Written request = Count the lines in the items below that contain the word "tree", and reply with the number alone.

## Begin

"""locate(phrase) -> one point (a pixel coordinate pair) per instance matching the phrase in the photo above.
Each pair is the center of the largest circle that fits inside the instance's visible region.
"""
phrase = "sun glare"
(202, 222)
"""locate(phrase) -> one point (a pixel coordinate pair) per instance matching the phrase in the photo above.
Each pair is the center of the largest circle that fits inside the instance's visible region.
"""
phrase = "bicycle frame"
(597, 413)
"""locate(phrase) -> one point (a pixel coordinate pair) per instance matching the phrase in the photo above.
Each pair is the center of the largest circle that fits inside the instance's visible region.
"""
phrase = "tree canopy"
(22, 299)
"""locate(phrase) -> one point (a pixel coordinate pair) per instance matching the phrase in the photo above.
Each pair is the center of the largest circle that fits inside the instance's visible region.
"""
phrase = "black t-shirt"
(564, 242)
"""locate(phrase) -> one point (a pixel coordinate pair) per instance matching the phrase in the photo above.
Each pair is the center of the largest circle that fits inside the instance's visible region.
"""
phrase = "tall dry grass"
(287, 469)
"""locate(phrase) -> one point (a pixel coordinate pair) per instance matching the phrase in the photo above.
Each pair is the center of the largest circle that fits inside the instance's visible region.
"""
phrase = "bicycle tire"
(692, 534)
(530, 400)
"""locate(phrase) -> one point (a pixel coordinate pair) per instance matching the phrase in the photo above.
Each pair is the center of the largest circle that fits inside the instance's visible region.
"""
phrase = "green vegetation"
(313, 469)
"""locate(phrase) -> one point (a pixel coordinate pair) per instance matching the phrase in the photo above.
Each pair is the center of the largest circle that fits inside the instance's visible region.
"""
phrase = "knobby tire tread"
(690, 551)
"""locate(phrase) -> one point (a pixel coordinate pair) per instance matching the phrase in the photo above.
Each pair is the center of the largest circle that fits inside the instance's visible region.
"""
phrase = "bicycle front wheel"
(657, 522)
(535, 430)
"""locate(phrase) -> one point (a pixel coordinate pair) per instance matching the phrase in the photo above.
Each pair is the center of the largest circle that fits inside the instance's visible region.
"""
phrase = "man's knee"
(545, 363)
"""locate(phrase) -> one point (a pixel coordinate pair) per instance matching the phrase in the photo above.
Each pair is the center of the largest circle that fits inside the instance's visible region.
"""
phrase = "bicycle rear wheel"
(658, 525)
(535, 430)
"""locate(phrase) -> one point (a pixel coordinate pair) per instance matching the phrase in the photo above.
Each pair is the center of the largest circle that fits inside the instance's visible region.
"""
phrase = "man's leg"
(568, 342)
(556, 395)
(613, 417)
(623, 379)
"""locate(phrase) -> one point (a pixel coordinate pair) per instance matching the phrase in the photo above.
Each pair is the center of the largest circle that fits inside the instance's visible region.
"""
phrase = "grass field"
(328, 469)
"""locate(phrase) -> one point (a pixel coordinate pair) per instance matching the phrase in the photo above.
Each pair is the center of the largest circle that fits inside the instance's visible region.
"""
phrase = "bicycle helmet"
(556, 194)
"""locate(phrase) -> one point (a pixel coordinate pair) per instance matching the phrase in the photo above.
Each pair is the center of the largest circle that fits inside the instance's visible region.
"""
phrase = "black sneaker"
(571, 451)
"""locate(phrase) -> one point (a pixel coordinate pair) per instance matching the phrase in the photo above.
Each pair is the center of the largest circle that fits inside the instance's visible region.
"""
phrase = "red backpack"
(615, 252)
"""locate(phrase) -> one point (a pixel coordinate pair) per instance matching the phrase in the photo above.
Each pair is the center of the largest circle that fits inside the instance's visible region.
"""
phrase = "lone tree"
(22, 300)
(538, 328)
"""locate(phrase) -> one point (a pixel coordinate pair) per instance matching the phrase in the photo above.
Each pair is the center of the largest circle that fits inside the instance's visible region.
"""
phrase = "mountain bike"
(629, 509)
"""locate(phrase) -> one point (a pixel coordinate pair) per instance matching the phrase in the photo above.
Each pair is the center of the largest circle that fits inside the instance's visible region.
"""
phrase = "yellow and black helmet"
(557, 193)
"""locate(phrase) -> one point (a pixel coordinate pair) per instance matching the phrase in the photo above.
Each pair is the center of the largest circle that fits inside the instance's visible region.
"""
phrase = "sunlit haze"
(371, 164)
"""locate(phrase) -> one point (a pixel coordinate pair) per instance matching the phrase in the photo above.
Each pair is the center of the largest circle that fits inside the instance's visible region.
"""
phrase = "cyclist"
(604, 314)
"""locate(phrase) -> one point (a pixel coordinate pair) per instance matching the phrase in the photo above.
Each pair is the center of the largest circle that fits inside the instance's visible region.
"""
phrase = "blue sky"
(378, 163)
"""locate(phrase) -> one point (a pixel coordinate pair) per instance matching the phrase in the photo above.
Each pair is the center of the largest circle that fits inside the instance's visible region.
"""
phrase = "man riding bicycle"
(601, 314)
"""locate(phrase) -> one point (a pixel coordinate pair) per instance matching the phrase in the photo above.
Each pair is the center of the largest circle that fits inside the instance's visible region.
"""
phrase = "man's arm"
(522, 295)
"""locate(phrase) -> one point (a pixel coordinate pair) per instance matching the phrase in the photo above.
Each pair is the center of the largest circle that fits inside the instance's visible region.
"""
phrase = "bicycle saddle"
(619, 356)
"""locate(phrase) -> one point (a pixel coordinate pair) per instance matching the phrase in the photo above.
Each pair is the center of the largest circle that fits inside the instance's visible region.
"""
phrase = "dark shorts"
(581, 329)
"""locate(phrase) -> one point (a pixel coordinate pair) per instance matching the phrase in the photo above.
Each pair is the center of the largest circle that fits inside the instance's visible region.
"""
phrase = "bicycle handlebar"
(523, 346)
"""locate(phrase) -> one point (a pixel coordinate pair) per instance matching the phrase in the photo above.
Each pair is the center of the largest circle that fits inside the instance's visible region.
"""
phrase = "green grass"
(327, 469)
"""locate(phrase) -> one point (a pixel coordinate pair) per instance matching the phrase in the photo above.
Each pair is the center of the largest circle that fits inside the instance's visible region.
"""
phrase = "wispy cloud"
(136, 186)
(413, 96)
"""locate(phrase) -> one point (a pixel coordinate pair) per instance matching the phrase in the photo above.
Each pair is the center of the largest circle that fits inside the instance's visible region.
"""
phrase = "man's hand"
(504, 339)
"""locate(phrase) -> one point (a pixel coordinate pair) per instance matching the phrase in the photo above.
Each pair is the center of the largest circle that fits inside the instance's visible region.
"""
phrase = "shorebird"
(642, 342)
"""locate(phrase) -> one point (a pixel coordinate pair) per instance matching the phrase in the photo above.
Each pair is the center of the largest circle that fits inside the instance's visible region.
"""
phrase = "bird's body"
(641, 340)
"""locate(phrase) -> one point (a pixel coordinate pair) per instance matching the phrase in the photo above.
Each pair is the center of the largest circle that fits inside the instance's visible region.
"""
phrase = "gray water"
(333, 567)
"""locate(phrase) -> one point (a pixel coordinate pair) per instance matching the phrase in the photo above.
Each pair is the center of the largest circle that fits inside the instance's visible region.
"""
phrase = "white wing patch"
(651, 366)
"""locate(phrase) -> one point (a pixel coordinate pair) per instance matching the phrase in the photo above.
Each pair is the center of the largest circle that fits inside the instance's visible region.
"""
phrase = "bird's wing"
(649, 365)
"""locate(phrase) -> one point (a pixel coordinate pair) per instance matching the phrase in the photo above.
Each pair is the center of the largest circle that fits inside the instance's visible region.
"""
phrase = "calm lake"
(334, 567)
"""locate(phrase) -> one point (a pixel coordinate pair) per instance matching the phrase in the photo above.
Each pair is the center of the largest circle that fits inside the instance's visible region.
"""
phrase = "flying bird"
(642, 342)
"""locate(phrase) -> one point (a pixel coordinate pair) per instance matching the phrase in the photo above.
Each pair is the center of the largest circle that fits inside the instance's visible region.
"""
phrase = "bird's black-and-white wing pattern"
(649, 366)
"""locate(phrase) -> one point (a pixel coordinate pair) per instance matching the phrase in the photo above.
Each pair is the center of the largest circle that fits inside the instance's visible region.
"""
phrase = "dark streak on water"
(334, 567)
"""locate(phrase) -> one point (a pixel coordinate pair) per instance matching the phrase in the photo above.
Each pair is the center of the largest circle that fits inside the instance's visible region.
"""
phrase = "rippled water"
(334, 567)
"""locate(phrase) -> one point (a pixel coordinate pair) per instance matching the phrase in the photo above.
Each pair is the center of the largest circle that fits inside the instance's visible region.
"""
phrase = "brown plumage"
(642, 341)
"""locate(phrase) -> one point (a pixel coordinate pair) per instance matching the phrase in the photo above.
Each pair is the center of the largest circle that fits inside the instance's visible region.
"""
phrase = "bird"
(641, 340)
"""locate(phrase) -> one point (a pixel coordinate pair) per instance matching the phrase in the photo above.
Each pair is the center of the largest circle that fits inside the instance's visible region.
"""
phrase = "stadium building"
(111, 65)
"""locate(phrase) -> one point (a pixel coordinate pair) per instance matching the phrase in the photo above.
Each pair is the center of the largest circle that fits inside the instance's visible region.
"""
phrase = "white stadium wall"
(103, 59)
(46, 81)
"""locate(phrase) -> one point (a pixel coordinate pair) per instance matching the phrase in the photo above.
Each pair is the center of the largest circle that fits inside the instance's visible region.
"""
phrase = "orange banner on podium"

## End

Answer in full = 2